* **What you have to do**: Copy the stretch of the construction industry text from "The industry’s gross" through "health care/social assistance." word for word.

___ Text under study ___

The industry’s gross domestic product during the pandemic tracked closely to the performance of the region overall, with “very little decline” he said. It is projected to gain comparable to overall GDP growth in the region, between 5% and 10%.
“You don’t see quite the gains in GDP that you do in manufacturing or something because it is such an employment-driven sector,” he said.
Construction also ranks No. 8 among the top occupations in the region in terms of pay, according to the report. The annual average pay for positions within the sector – a figure that includes executives and sales personnel as well as trade-related occupations – is $74,258. That puts it just below manufacturing and ahead of sectors like transportation/warehousing and health care/social assistance.
Work on existing projects already is straining the construction workforce locally.
“If you talk to any one of the trades at this point, every one of the union halls is empty,” Reilly said. “We’re in March, which is not even peak construction season. One local union, which has about 240 members, recently brought on 15 new people and is going to need more.”
Read Team NEO’s full report HERE
The need for more workers in the sector is only going to grow through 2025, driven in part by projects like the Ultium Cells battery plant now being built in Lordstown.
“There is a significant amount of hours and a significant amount of employment on that project,” Reilly said. In addition, work could begin as soon as this year on a second energy plant in Lordstown, he said.
The construction industry also is looking to health care and institutional university investments to drive work, as well as infrastructure, “which is such a huge piece of it,” Duritsky said.
“They’re looking three to five years out as an industry and seeing a pretty full pipeline of projects already,” he said. “So the momentum in this industry – and the data backs this up – doesn’t seem to be really going anywhere.”
“Hopefully there’s some infrastructure improvements that will get done,” Reilly said. The recently approved American Recovery Act will put “significant dollars” into the market, so how those dollars will be spent remains to be seen.

___ Available data ___

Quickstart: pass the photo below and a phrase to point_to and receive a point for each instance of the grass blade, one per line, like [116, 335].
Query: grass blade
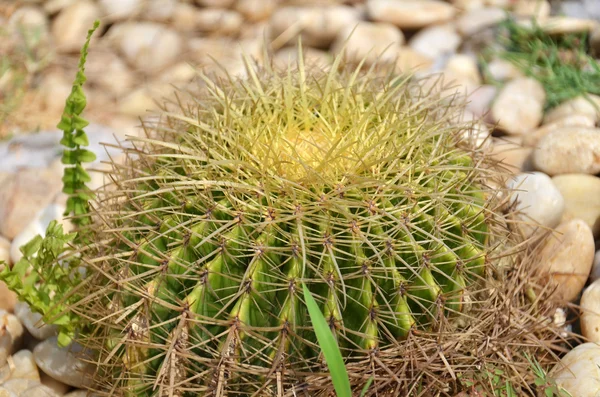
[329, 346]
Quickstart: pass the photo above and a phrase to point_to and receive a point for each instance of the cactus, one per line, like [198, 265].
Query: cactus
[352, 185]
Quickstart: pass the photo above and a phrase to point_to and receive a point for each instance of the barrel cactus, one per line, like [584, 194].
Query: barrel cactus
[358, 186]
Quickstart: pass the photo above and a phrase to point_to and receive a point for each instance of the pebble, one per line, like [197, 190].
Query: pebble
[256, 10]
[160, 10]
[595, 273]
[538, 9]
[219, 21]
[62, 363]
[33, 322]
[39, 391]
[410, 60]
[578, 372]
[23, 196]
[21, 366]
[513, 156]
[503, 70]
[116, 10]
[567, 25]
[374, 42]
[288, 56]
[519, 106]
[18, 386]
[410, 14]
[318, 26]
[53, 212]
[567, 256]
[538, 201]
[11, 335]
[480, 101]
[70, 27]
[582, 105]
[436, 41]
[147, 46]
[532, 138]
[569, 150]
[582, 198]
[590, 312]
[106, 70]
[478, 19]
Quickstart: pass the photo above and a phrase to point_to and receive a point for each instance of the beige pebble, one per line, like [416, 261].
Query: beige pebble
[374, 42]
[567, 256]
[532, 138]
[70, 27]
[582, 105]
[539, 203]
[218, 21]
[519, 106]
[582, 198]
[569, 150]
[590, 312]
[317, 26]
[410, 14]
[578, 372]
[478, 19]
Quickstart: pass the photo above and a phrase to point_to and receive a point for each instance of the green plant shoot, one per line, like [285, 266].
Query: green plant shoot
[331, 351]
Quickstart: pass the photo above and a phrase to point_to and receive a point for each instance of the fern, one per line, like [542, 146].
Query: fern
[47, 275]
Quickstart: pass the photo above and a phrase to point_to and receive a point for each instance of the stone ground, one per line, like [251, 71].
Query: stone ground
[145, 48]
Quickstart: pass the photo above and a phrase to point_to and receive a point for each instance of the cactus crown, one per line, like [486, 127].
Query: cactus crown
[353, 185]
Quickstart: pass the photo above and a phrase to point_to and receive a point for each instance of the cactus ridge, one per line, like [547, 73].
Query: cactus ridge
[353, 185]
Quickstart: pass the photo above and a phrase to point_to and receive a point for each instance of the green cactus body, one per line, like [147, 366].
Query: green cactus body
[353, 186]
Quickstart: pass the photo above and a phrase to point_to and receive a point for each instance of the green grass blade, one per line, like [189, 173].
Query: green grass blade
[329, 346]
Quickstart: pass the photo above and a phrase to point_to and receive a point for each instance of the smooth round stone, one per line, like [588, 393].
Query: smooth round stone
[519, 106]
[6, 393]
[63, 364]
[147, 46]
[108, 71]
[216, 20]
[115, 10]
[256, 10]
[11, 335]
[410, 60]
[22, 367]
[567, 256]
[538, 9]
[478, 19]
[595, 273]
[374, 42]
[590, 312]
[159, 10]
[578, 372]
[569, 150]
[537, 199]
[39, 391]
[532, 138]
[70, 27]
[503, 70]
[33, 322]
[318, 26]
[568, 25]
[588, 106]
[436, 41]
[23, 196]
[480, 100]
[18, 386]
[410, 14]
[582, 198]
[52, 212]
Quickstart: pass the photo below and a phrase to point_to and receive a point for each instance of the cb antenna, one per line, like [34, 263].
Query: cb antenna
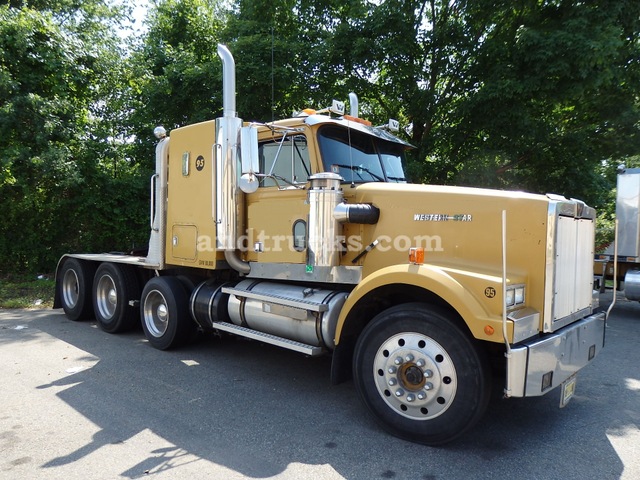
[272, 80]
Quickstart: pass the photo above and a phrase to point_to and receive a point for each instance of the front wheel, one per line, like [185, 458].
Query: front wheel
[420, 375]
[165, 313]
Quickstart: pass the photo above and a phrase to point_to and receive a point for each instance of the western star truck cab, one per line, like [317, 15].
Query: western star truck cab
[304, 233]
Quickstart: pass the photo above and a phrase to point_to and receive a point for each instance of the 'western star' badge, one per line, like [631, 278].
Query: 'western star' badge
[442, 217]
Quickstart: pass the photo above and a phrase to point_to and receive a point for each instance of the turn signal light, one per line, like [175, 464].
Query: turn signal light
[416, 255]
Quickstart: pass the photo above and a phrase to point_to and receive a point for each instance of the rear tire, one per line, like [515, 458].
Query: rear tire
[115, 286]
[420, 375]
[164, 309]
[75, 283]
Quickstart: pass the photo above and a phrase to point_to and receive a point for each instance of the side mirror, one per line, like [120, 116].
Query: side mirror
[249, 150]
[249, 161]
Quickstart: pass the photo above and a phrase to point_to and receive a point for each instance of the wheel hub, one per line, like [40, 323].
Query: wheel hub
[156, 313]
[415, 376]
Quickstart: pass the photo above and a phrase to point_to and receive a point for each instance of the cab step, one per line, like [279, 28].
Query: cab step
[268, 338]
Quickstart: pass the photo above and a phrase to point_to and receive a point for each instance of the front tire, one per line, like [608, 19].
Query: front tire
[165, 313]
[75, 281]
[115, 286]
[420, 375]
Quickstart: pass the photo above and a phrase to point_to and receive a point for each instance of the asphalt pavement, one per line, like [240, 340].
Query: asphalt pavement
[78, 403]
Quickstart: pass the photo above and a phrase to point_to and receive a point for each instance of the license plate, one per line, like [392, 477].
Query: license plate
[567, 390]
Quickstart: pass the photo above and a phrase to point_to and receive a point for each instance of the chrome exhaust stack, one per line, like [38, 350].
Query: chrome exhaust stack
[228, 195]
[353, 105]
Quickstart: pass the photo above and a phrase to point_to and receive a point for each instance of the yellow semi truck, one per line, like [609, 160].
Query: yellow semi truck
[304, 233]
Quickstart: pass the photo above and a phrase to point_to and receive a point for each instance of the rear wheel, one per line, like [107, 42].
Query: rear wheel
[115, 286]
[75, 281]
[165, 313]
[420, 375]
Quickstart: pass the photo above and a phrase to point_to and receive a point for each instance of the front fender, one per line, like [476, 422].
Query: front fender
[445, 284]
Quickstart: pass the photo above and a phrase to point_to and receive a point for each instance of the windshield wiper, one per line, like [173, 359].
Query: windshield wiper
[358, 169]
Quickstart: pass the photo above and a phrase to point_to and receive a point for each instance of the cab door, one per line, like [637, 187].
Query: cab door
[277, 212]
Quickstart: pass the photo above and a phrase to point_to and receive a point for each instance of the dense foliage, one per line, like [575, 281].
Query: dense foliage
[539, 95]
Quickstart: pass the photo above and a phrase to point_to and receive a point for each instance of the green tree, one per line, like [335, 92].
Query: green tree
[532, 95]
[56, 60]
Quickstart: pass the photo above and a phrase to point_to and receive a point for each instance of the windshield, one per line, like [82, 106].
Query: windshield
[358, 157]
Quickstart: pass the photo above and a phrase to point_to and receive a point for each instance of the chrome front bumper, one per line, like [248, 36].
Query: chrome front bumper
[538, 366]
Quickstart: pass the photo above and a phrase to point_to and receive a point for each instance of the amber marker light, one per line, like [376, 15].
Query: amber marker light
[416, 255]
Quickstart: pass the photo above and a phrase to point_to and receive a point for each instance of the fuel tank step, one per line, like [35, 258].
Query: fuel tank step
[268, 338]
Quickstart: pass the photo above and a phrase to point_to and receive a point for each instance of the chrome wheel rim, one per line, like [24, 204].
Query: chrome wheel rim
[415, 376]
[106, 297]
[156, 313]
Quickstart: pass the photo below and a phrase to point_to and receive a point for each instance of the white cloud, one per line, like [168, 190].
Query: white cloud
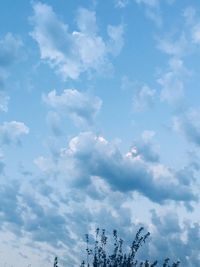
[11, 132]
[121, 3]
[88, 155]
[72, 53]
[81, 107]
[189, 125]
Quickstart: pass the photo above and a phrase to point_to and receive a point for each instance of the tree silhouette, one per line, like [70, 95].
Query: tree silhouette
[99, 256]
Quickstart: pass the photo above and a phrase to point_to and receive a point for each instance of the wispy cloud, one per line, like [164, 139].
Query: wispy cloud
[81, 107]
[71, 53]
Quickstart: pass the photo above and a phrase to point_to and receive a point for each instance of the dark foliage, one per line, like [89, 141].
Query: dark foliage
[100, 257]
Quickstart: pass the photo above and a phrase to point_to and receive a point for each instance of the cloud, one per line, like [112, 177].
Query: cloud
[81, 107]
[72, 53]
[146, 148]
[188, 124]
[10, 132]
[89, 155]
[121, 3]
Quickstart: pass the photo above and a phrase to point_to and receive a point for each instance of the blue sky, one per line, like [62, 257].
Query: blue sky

___

* **Answer box**:
The industry’s gross domestic product during the pandemic tracked closely to the performance of the region overall, with “very little decline” he said. It is projected to gain comparable to overall GDP growth in the region, between 5% and 10%.
“You don’t see quite the gains in GDP that you do in manufacturing or something because it is such an employment-driven sector,” he said.
Construction also ranks No. 8 among the top occupations in the region in terms of pay, according to the report. The annual average pay for positions within the sector – a figure that includes executives and sales personnel as well as trade-related occupations – is $74,258. That puts it just below manufacturing and ahead of sectors like transportation/warehousing and health care/social assistance.